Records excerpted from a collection
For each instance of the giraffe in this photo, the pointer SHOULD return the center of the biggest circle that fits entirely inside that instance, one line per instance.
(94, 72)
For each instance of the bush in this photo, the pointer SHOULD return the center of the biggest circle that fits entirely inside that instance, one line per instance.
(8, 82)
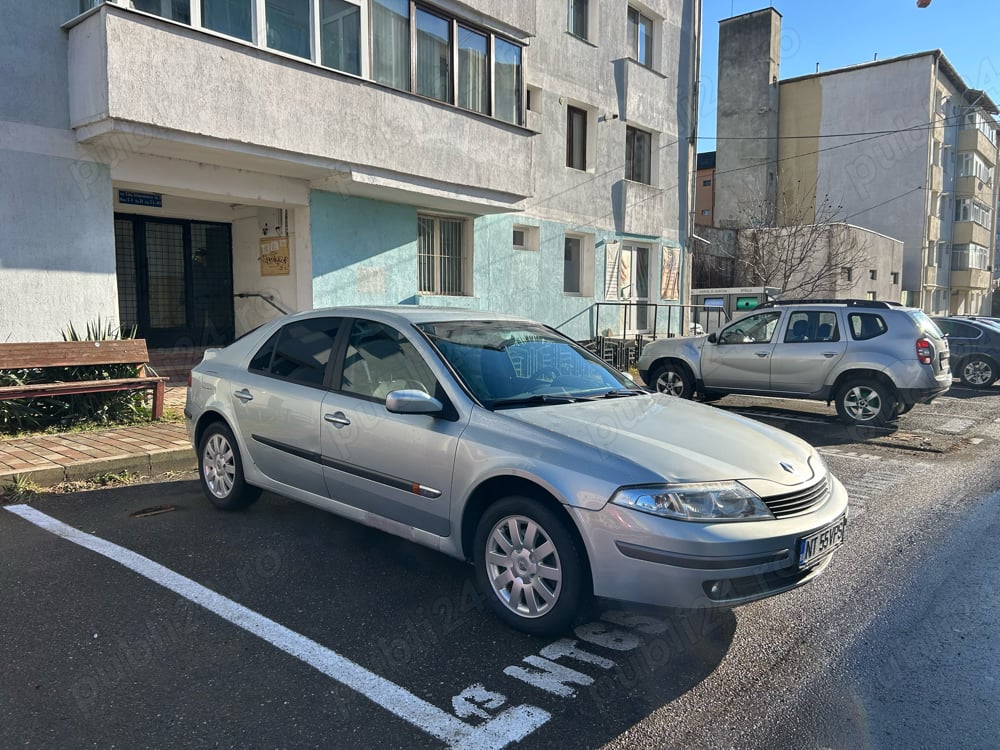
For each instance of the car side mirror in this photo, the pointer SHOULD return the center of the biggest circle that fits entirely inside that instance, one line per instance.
(412, 401)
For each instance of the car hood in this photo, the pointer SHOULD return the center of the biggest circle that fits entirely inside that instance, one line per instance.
(679, 440)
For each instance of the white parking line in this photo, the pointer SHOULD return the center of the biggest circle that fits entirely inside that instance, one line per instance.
(510, 726)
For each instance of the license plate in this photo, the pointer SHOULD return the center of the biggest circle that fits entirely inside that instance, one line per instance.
(821, 543)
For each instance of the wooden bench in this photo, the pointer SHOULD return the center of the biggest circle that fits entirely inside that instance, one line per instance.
(81, 354)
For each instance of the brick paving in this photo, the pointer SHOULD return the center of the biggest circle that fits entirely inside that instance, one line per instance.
(150, 449)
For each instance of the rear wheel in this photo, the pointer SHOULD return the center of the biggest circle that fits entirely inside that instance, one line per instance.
(528, 566)
(866, 403)
(220, 469)
(978, 372)
(673, 380)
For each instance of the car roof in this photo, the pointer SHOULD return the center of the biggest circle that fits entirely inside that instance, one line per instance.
(412, 314)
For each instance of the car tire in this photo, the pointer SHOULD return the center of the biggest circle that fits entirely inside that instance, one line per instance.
(978, 372)
(865, 403)
(220, 469)
(672, 379)
(525, 594)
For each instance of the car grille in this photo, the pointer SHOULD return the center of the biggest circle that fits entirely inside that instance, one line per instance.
(800, 501)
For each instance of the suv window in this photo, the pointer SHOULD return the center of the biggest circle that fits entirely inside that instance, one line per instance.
(753, 329)
(866, 326)
(379, 360)
(299, 351)
(957, 330)
(812, 325)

## EXERCISE DESCRIPTION
Transcribe the entries above verbatim, omitting their pictures.

## RESULT FOR THIS EXERCISE
For each instance of the giraffe in this photo, the pointer SHOULD return the center of the biggest circle that fits entirely inside that instance, one line per instance.
(94, 72)
For each instance of the bush in this photo, the pointer SHOULD return the center of the biggest circle that fits entirely inside that instance, one line per instance.
(8, 82)
For each instance of the car side mirror in this photo, the pointer SHOULD return the center of the biggest circle that fits entirely inside that instance, one line per instance.
(412, 401)
For each instance of the car hood in this photo, the pointer SHOULD return the center of the biggest circle that fits entirely inside that instance, one line per instance.
(679, 440)
For each instance of the white parking line in this photo, the pointer SHOULD return the center of the biggest circle that fits entirely inside that instance, one line per instance.
(510, 726)
For each instance of the license plate in this photo, the pointer SHOULD return the center of the biggest circle that fits entirely inside that instance, one line per instance.
(821, 543)
For each instance of the wooden bench in this photo, the pointer SHOULD return the center of the biggest circle that fits entirely inside that instance, one line per instance.
(81, 354)
For each instance of the brick paving in this photo, the pointer SHOULD return the center of the biggest circle that fits entirely inside that instance, one line per instance.
(150, 449)
For each instance of the rear wheel in this photo, the pointer SHOULD return the center of the biggest circle that fits entirely inside that instance, one line per instance.
(528, 566)
(866, 403)
(220, 469)
(978, 372)
(673, 380)
For each instance of the car roof in this photo, the pointer SHOULD return the center of the biggest circle that fits entirely inside that instance, one line per instance.
(412, 314)
For each instance of the car tire in this photo, the pointer SHOULD return the center of the biggest circle that fits entirely inside that instance, one line per instance.
(978, 372)
(865, 403)
(220, 469)
(672, 379)
(525, 594)
For each instance of the car grille in this photo, the pointer SHOULD return the center of the biggest circle that fits entirely inside that instance, one line per instance.
(800, 501)
For each instance of the suv window in this photo, the pointer SHOULD return the center of the biggest circle that fits entirely inside that instance, one line per instance.
(753, 329)
(866, 326)
(379, 360)
(299, 351)
(957, 330)
(812, 325)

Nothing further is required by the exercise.